READING PASSAGE:

Terry Moore as Lord Peter Wimsey in Taproot’s “Busman’s Holiday,” 2017
There’s a deft sort of patrician air about Terry Edward Moore. He is very adept at playing the man with all the answers–the detective, the father, the thoughtful authority figure. Even if, as in his devastating performance of the father of a severely disabled daughter in A Day in the Death of Joe Egg in Seattle in 2013, his answers can’t provide him comfort or relief from pain.
In 2010, I was tremendously fortunate to have Terry originate the role of the Great Detective in Sherlock Holmes and the Case of the Christmas Carol when it premiered at Seattle’s Taproot Theatre. A problem with writing such a well-known character as Sherlock Holmes into your play is that you then have to find an actor worthy of the role. Moore, who’d I seen as a quite splendid Lord Peter Whimsy at Taproot some years previously, was perfect–brilliant, arrogant, cutting, and surprisingly funny, capturing not just the acidic observations but the mischievious wit of the sleuth.
Moore was one of the actors I approached initially when we began planning BRASS, and to my delight he accepted two roles, the kindly science officer Erik Von Hoffman and the arch-villain The Crime Minister. Now in Season Three, with the criminals approaching new heights of power and ambitions, I wanted to check in with one of my favorite actors to learn some more about how he does what he does.
Brass Bulletin: What brought you to Seattle, and where were you before?
Terry Edward Moore: My semi-serious response is that when I met the woman I later married she was in New York and I was in Minneapolis, and she wanted to live there and I wanted to live where I was and so we moved to Seattle.
The more serious response is that she was from the area, and we were already thinking of starting a theatre, a Shakespeare company, and Seattle needed one.
BB: You were one of the founders of Seattle Shakespeare. Tell me a little about why you started the company and with what aim.
TM: The aim was to do good Shakespeare and at that time Seattle didn’t have a lot of it. Intiman was the classical theatre, but they were slowly evolving away from that, and they didn’t do Shakespeare very often anyway. We had some fairly specific ideas of what good Shakespeare entailed, including working from the Folio, which was a new idea at that time. Our first production was in summer of 1991, when we did Richard III, in a theatre with no air-conditioning, in August.
A summer of discontent. Tell me about this idea of working from Shakespeare’s Folio.

WHAT IS NEEDED:
Resume the interview with Terry Edward Moore from the point where it stops.

Records from a data source:
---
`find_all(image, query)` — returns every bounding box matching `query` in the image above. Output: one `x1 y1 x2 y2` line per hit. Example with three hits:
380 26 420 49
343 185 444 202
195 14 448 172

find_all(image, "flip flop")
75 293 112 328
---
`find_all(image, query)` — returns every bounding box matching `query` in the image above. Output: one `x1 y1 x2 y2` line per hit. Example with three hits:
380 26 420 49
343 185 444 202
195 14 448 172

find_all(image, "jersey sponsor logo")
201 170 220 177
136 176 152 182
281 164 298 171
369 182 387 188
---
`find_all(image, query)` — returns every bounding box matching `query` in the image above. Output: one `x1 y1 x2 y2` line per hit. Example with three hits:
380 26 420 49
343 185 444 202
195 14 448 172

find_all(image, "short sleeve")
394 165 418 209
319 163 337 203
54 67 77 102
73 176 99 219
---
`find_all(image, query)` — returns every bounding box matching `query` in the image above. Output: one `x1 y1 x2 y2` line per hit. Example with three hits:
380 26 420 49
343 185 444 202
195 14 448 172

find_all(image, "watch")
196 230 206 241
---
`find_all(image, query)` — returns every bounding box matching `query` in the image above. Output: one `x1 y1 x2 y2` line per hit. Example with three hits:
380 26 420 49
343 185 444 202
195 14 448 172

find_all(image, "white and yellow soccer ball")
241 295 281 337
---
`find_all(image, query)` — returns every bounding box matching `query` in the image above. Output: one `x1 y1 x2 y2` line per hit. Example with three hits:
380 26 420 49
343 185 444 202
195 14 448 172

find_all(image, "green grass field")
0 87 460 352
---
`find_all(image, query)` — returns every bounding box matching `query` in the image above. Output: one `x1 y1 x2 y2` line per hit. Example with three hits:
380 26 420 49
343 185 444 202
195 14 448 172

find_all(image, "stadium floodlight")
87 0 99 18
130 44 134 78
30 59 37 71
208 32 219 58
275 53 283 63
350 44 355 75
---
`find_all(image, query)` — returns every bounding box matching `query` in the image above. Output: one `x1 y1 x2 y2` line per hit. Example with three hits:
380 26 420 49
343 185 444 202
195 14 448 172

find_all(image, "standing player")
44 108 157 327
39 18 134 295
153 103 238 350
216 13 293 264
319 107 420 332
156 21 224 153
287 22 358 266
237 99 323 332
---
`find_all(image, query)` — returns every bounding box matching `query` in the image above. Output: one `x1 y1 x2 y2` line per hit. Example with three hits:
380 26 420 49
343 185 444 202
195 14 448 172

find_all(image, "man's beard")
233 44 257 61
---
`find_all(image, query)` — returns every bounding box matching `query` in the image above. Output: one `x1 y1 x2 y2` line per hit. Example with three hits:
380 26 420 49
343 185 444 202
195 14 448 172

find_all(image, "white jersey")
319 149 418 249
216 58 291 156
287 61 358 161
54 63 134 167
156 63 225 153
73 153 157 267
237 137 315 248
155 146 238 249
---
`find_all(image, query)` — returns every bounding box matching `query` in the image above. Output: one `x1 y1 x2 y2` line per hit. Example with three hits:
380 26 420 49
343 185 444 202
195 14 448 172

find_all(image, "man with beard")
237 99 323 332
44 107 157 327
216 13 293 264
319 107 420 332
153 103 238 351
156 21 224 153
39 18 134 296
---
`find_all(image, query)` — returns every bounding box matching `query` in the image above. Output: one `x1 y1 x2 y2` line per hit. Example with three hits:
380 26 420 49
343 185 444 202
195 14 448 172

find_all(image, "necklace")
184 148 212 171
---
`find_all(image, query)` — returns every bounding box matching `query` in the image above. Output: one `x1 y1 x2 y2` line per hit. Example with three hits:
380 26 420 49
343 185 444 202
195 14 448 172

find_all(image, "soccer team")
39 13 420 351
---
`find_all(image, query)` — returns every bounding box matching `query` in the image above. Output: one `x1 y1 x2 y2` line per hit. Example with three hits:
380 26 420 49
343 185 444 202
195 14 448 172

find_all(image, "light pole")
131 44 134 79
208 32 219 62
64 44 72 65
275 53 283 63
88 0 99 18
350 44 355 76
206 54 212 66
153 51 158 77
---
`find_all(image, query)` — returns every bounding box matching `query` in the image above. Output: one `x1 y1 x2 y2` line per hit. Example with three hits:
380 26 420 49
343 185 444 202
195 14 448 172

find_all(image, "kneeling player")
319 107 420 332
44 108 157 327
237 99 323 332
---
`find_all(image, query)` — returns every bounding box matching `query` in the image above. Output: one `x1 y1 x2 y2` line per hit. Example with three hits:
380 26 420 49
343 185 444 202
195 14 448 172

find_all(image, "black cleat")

EXPECTED OUTPUT:
At the time this was a fairly new idea. The spelling and punctuation of the original text was evocative to me. Shakespeare’s Folio was published at a time of transition for the printed word, between punctuation for the speaker’s voice and the reader’s eye. We have no Shakespeare manuscripts whatsoever, so we have no idea of what his own punctuation would be. But the Folio’s as close as we’re going to get. It’s not his, but it’s someone’s idea of punctuation for the voice. We didn’t follow it slavishly, but following it was intriguing. The spelling was also often evocative. For example in the First Folio of Richard, War is spelled “Warre,” and probably pronounced something like (growling) “WARRRE,” which is a very different word. It helps the actor to know that it had that kind of weight and power. It’s not a gentle word. I found all those sorts of things evocative. We were also working with ideas of how to treat first lines and pauses. This sort of work was new then, but it’s much more common now.
You’ve acted at a wide variety of Seattle theatres, including ACT, the Seattle Rep, SCT, 5th Avenue, Intiman, Taproot, Book-It—what would you say is the state of the city’s theater scene today?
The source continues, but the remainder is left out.